EXTRACT PROVIDED:
──────────────────────────────

Allison


This week I’ve been going through the seven plastic boxes of stuff that I’ve had stored in my dad’s garage. I thought I only had two or three, but when it’s not stored at your own place, it’s easy to lose track. He asked me to consolodate it into fewer boxes, which is a pretty reasonable request for a minimalist.

So I went through it all, and it was an amazing trip back in time. I found old notes, an unopened time capsule from 1993, an MC Hammer casette, and a bunch of other stuff I’d forgotten about. I also found a bunch of stuff from my first girlfriend, Allison.

Allison wasn’t the first girl I ever called my girlfriend, but she was my first girlfriend. The first girl I went on dates with, the first girl I loved, and the first girl I slept with. The whole thing should have never really happened, statistically speaking. If we each have a certain amount of luck in dating, then after her I probably should have been single for the rest of my life.

I was sixteen, a sophomore in high school, and totally clueless. She was fifteen, very attractive (I feel creepy saying that now, since, well, she’s fifteen in the photos I have of her, but that’s how I felt), and, most importantly, a fellow classmate in my tech theater class.

Part of tech theater was building sets for the school plays. One day we were in the big shop behind the stage, cutting a plywood circle, and our teacher, Mr. Gotuaco, asked if anyone knew what the value of pi was. 

“It’s 3.141592653,” I said. Bored in math one day,  I had memorized the limit of my calculator’s display.

“Actually, it’s 3.1415926535898.”

I turned my head and saw Allison. A pretty girl knew more digits of pi than I did. That was unacceptable. I’m not sure if I was motivated by pure nerd pride, or if I knew that I was flirting, but I went back home and memorized. 

The next day I came into class prepared. I managed to sit next to Allison, who had probably not actually noticed me until that moment, and I tapped her on the shoulder.

“3.14159265358979323846264338.”

She was impressed. The next day she came back and knew over thirty digits. This was heating up, I thought. Homework got skipped that night, and I printed out the first ten thousand digits of pi. I actually found the printout today when I was going through all of my boxes. The three pages of tiny text seems awfully optimistic now. I memorized a hundred and forty five digits of pi, and opened the next tech theater class with guns blazing.

“3.1415926535897932384626433832795028841974…”

“Wow. Do you want my number?”

──────────────────────────────

RECORDS SUPPLIED:
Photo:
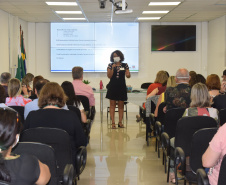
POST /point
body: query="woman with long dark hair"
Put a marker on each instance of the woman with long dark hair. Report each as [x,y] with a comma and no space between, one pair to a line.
[21,169]
[72,99]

──────────────────────────────

TASK TO CARRY OUT: Rewrite the Allison story from the words "Allison wasn’t the" through "tech theater class.", putting "junior" in place of "sophomore".

RESULT BELOW:
Allison wasn’t the first girl I ever called my girlfriend, but she was my first girlfriend. The first girl I went on dates with, the first girl I loved, and the first girl I slept with. The whole thing should have never really happened, statistically speaking. If we each have a certain amount of luck in dating, then after her I probably should have been single for the rest of my life.

I was sixteen, a junior in high school, and totally clueless. She was fifteen, very attractive (I feel creepy saying that now, since, well, she’s fifteen in the photos I have of her, but that’s how I felt), and, most importantly, a fellow classmate in my tech theater class.